- **Passage provided**
Extracellular vesicles carry distinct proteo-transcriptomic signatures that are different from their cancer cell of origin

For quantification of gene expression, raw reads were aligned to the latest Ensembl GRCh38.p13 (GCA_000001405.28) using bowtie aligner (version 2.5.4b). FeatureCounts was then used to map the aligned reads to the GENCODE v26 primary gene annotation, including transcripts corresponding to ncRNAs such as lncRNA, miRNA as well as protein-coding RNA. To maximize recovery and minimize the noise, multimapping reads were quantified up to m = 10 and distributed using unique reads mapping distribution, as described in most recent best practices protocols.

Formal analysis

Data cleaning, filtering, and analysis were performed in R and under expressed genes or proteins with low or no counts across all samples of the similar phenotype were removed (at least one of the samples have CPM >10). Normalization via trimmed mean of M-values in edgeR ensures library sizes of all samples are scaled properly to minimize the influences of external factors. The limma package, originally designed for microarray data, performs linear modeling on normally distributed data. Thus, to accommodate for the non independent mean-variance relationship of RNA-seq data, the voom function assigns a precision weight derived from the library size and normalization factor of each sample itself to convert the raw counts to log2-CPM values. The log2-transformed counts minimize the changes in variance as the count size increases. Prior to examining differential expressions, we performed unsupervised clustering of samples to evaluate the similarities and dissimilarities between samples as well as across phenotypes of interest using the prcomp package in R. The result is reflected in the PCA plots.

- **Goal of the exercise**
Copy the extracellular vesicle methods passage above word for word, starting at "Extracellular vesicles carry" and ending at "best practices protocols.".

- **Material supplied**

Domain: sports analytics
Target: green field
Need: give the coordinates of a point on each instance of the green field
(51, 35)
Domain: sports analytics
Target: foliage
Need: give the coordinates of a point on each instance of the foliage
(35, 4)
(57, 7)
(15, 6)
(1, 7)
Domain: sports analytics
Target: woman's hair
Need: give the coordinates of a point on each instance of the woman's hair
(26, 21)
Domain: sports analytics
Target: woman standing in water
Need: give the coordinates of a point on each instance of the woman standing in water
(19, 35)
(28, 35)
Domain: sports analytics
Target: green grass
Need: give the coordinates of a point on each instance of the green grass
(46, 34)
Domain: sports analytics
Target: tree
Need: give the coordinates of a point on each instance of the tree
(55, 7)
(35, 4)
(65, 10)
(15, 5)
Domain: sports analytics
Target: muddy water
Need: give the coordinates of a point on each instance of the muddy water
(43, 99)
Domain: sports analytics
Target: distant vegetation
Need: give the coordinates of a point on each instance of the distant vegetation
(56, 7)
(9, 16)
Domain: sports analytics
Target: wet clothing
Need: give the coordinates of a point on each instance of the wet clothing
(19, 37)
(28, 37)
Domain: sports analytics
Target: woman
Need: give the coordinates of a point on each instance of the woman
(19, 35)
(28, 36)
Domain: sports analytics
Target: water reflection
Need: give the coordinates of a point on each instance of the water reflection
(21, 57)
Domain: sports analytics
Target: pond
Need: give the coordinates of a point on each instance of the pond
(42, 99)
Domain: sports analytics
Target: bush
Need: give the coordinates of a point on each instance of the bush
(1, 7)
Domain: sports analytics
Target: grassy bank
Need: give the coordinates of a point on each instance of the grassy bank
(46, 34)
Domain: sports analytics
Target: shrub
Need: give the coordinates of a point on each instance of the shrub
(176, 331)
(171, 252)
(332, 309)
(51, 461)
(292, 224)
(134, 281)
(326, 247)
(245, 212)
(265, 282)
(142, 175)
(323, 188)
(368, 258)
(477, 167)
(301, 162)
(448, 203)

- **The completed task**
Extracellular vesicles carry distinct proteo-transcriptomic signatures that are different from their cancer cell of origin

For quantification of gene expression, raw reads were aligned to the latest Ensembl GRCh38.p13 (GCA_000001405.28) using bowtie aligner (version 2.5.4b). FeatureCounts was then used to map the aligned reads to the GENCODE v26 primary gene annotation, including transcripts corresponding to ncRNAs such as lncRNA, miRNA as well as protein-coding RNA. To maximize recovery and minimize the noise, multimapping reads were quantified up to m = 10 and distributed using unique reads mapping distribution, as described in most recent best practices protocols.